-- Begin --

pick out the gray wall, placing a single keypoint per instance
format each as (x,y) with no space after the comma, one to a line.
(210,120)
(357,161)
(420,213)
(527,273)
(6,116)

-- End --

### [Problem description]
Please rewrite every line of the listing above, keeping the request lines unchanged, and shift each point by adding 19 to both its x and y coordinates.

### [Response to the task]
pick out the gray wall, placing a single keypoint per instance
format each as (x,y) with no space after the comma, one to a line.
(229,139)
(376,180)
(439,232)
(546,292)
(25,135)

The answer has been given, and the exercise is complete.